> _Qué hacer_:
¿Concuerdan con el texto sobre la vendimia estas tres afirmaciones? Responde sí o no a cada una y cita entre comillas las palabras exactas del texto que lo deciden.
(a) Cuando le tocaba ir de viñadero, el padre de quien narra dormía en la choza.
(b) El día de la vendimia se fijaba el primer domingo de septiembre.
(c) La Hermandad de Labradores elegía tres racimos para ofrecérselos a San Roque.

> _Fragmento del texto_:
La vendimia

Cuando éramos niños, el zaguán de casi todas las casas del pueblo estaba resguardado por una parra que en invierno permanecía dormida con sus sarmientos secos, pero al llegar abril o mayo se desperezaba primero en pequeños brotes rojos, luego abriéndose en un manto frondoso de hojas verdísimas, y la aparición discreta de las inflorescencias que pronto desembocarían en promesa de los racimos que algún día nos atraerían cargados de uvas blancas y negras.

Saliendo hacia Santervás, un camino de alguna anchura conducía hacia las tierras sembradas de trigo, y a su mano derecha echaba a andar la senda de las viñas que se adentraba en una extensión sin límites de cepas que en invierno parecían un campo yermo pero en verano eran un mar verde que la brisa movía como olas, y el sol convertía en néctar de los dioses y celebraríamos como una fiesta.

Todavía quedaba mucho tiempo. Antes habría que sembrar las alubias y los garbanzos, segar el cereal y acarrear los haces hasta las eras, empezar la trilla y seguido la bielda…

Desde primeros de agosto cada dos o tres semanas a mi padre le tocaba ir de viñadero, y pasaba todo el día vigilando que nadie robase las uvas que empezaban a estar dulces. Por la noche dormía en la choza, espiando por las mirillas de vigilancia por si alguien quería pegársela entrando a robar en alguna viña.

El día de San Roque la Hermandad de Labradores elegía los dos racimos más hermosos para ofrecérselos al santo por su protección y amparo.

El primer domingo de septiembre todas las familias iban a ver si ya estaban maduras y llenaban una cesta con los mejores racimos encontrados, pero era al final de mes o principios de octubre cuando se fijaba el día de la vendimia.

Las familias enteras se levantaban a primera hora de la mañana, y los más pequeños hacían el viaje hasta las viñas metidos en los cestos que ocupaban toda la caja del carro.

La memoria es un tropel de vivencias de infancia que nos atropellan y nos transportan a aquella época.

-Mira este qué bueno.

-A mí las que más me gustan son las más pequeñas.

> _Registros_:
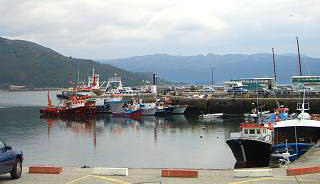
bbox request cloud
[0,0,320,58]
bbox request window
[257,129,261,134]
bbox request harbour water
[0,91,243,169]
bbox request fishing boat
[199,113,223,119]
[226,122,273,168]
[40,92,96,116]
[272,100,320,161]
[96,95,126,113]
[56,68,104,100]
[172,105,188,114]
[112,108,143,118]
[140,103,157,116]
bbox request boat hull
[143,108,157,116]
[112,109,143,118]
[40,106,96,116]
[272,143,314,162]
[156,106,175,115]
[226,138,272,168]
[172,106,187,114]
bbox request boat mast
[296,37,302,76]
[211,67,213,87]
[272,48,277,87]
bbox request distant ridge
[102,53,320,84]
[0,37,170,88]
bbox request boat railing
[297,102,310,111]
[230,132,272,142]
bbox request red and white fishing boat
[226,122,273,168]
[40,92,96,116]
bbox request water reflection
[0,107,242,169]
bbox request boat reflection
[41,114,238,151]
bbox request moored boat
[112,109,143,118]
[172,105,188,114]
[199,113,223,119]
[272,100,320,161]
[40,92,96,116]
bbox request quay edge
[167,96,320,114]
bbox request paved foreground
[0,167,320,184]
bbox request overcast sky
[0,0,320,59]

> _Respuesta_:
(a) Sí: "Por la noche dormía en la choza".
(b) No: "era al final de mes o principios de octubre cuando se fijaba el día de la vendimia".
(c) No: "la Hermandad de Labradores elegía los dos racimos más hermosos".